■ **PROBLÈME POSÉ 1**: Reproduisez sans rien changer, s'il vous plaît, la partie des enregistrements qui commence à la ligne contenant « A test script needs to interact with the striped » et se termine à la ligne contenant « [60,85,206,227] », ces deux lignes comprises.

■ **PASSAGE EXTRAIT**:

━━━

Si certaines espèces comme les phoques de l’Arctique ou de nombreux oiseaux migrateurs glissent dangereusement vers l’extinction, 20 espèces dans le monde ont, au contraire, vu leur situation s’améliorer grâce à des mesures de conservation efficaces. Parmi elles, 12 oiseaux, dont les deux joyaux de Rodrigues. «C’est merveilleux de voir le rebond de deux oiseaux qui, il y a 60 ans, étaient au bord de l’extinction, et qui sont aujourd’hui courants jusque dans les zones habitées et les forêts secondaires de l’île», souligne Vikash Tatayah. Le message est clair : la conservation fonctionne.
Le directeur de la conservation à la MWF tient à remercier l’équipe derrière ce formidable succès écologique. Les personnes en question, dit-il, ont joué un rôle clé. Il s’agit de France Staub, Wahab Owadally, Yousouf Mungroo, Roland Raboude, Richard Payendee, Alfred Begue, Stephane Kirsakaye, Mary Jane Raboude, Liliana Meunier, Andrea Waterstone et Reshad Jhangeer-Khan. Des étrangers ont également apporté leur contribution, à savoir Anthony Cheke, Wendy Strahm, Carl Jones, Diana Bell et Colin Parberry.

━━━

■ **LISTE DES DONNÉES**:
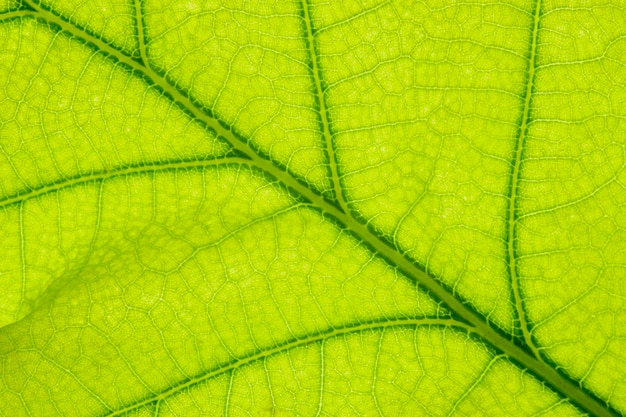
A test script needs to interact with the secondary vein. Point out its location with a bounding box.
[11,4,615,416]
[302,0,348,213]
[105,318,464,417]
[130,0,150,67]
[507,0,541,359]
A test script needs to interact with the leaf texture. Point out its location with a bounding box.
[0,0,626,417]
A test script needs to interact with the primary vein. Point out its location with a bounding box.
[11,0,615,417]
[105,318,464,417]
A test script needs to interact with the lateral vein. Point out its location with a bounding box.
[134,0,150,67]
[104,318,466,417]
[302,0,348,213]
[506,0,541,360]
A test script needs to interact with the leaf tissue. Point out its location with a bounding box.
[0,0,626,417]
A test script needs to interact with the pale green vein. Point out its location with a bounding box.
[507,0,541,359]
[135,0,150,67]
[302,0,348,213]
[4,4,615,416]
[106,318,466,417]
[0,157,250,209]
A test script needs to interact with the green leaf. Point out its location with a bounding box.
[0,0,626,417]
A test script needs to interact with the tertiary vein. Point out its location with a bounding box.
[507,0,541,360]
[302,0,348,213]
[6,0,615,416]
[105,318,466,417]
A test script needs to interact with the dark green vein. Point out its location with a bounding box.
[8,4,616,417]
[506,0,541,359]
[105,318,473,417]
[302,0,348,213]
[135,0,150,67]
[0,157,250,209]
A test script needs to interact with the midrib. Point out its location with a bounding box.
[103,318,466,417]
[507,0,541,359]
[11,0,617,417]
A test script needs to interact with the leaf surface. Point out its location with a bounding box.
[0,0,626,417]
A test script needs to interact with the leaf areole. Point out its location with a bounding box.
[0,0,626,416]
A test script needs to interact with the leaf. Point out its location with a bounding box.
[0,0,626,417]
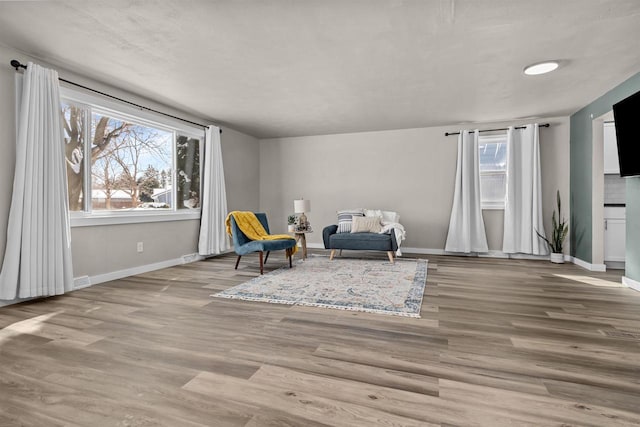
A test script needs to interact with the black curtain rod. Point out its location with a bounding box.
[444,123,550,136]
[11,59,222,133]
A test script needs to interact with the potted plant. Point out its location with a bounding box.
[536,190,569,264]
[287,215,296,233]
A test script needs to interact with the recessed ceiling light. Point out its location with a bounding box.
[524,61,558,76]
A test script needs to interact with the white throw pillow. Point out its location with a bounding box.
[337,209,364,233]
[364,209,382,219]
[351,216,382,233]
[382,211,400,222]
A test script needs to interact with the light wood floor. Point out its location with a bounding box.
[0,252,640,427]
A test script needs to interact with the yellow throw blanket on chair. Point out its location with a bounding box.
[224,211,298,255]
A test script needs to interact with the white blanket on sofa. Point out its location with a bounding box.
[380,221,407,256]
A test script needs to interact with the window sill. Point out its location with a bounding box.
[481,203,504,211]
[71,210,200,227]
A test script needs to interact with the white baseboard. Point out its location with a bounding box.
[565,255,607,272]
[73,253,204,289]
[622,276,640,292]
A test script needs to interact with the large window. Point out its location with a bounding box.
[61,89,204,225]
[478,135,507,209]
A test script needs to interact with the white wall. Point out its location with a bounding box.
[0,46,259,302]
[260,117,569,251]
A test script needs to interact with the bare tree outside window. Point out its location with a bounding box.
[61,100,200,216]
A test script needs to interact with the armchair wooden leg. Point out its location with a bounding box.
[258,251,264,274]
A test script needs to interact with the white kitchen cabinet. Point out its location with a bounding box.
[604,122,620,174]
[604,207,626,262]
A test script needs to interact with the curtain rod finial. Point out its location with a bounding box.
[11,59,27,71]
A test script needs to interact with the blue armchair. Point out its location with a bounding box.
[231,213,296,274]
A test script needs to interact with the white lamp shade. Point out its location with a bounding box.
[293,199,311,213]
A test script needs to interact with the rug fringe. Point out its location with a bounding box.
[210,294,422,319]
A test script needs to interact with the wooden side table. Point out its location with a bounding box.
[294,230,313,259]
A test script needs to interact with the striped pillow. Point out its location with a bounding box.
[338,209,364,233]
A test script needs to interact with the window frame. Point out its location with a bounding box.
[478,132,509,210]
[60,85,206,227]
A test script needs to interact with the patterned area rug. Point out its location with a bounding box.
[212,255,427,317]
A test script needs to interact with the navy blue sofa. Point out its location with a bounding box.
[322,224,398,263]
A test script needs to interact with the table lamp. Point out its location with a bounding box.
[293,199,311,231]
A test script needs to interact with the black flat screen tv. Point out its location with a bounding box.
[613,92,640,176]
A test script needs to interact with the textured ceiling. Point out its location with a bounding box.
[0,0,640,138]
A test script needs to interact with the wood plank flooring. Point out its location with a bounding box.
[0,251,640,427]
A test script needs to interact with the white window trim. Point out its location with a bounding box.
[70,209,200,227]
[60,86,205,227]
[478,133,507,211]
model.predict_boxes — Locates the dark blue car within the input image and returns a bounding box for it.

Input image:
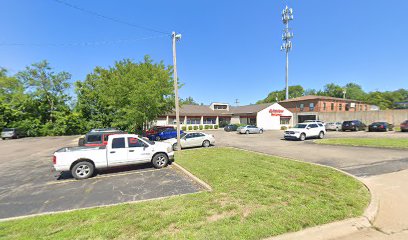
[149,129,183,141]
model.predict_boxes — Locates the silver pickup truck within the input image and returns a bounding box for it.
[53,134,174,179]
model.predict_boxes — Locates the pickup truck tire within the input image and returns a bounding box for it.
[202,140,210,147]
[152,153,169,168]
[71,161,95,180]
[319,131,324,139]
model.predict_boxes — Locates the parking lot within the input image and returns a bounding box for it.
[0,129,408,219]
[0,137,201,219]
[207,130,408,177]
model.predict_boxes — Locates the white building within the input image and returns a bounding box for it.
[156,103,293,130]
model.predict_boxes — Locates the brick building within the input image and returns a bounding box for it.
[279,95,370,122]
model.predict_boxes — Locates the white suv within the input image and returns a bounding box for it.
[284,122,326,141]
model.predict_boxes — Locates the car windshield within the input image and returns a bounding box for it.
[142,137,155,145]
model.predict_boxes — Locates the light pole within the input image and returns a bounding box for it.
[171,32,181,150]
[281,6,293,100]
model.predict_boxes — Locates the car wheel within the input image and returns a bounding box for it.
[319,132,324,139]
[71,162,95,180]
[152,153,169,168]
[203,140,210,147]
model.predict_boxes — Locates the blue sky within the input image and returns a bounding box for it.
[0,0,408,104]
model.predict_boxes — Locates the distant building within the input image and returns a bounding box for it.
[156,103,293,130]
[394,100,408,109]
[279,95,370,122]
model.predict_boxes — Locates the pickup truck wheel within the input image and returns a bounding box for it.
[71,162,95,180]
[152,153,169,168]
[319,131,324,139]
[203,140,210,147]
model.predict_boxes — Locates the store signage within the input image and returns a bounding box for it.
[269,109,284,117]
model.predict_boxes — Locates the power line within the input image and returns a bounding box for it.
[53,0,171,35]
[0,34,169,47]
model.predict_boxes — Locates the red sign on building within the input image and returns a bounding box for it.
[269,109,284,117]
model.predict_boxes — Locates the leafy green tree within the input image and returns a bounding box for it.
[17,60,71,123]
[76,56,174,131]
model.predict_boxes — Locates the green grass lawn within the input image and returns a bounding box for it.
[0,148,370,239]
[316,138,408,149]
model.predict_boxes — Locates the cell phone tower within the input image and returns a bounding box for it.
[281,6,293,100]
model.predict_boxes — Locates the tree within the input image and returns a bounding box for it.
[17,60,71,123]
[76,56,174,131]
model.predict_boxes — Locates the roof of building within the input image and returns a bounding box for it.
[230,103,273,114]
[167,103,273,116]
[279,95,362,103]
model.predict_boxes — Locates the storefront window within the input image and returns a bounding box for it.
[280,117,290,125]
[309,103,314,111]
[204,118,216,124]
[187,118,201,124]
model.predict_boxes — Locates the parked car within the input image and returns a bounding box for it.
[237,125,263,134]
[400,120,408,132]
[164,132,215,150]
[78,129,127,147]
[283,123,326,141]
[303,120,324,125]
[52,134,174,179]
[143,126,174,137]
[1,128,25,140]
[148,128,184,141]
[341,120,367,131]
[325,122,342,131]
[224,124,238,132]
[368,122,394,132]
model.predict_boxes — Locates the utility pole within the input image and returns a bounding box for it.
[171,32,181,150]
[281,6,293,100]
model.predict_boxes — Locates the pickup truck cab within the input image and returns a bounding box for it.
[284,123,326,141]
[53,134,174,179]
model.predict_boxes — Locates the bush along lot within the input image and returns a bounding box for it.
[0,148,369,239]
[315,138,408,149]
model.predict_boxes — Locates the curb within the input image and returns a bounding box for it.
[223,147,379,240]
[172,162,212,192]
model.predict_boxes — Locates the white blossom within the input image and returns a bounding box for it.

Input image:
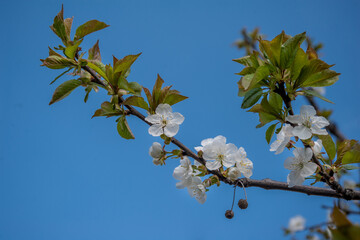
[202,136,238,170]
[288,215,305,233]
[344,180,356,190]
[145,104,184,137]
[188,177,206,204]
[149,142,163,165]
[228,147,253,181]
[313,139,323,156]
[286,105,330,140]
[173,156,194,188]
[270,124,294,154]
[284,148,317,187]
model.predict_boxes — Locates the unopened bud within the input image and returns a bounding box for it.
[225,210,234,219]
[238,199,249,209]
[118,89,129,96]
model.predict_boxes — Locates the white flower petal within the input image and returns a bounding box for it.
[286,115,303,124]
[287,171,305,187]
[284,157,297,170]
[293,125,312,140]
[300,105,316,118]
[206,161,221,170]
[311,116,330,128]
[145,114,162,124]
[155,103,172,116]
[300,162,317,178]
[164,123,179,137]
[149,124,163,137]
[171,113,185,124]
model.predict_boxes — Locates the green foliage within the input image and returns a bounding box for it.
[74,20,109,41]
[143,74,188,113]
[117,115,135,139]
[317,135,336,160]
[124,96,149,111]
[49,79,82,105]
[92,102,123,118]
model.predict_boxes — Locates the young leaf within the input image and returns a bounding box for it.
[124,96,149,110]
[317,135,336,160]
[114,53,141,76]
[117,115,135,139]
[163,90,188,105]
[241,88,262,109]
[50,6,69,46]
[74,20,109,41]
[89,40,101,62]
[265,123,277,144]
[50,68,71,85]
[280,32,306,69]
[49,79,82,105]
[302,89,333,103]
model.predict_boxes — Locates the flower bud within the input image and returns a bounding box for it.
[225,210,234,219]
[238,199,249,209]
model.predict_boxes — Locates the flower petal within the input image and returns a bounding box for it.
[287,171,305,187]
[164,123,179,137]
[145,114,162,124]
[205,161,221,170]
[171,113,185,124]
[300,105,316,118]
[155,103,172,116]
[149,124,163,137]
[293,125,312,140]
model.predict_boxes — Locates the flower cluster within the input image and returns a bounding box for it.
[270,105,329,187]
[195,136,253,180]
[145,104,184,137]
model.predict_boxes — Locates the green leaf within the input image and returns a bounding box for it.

━━━

■ **PROBLÈME POSÉ 2**: Prolongez le texte sur le rétablissement des oiseaux de Rodrigues à partir de sa dernière phrase.

■ **RÉPONSE 1**:
A test script needs to interact with the striped pillow. Point out its location with a bounding box.
[338,209,364,233]
A test script needs to interact with the window frame. Point out its location with a bounding box.
[478,132,509,210]
[60,85,206,227]

■ **RÉPONSE 2**:
Avec du temps, des ressources et de la volonté, les écosystèmes peuvent se régénérer, même dans des milieux insulaires fragiles comme Rodrigues. Au-delà des chiffres et des catégories, cette réussite raconte aussi la fierté d’une communauté qui s’est réapproprié son patrimoine naturel. Les habitants de Rodrigues, longtemps témoins silencieux de la disparition de leur faune, redécouvrent aujourd’hui la beauté de ces oiseaux autrefois mythiques. La fauvette et le cardinal jaune ne sont plus seulement des espèces sauvées : ils sont devenus les ambassadeurs vivants d’une île qui a choisi de préserver sa nature plutôt que de la subir.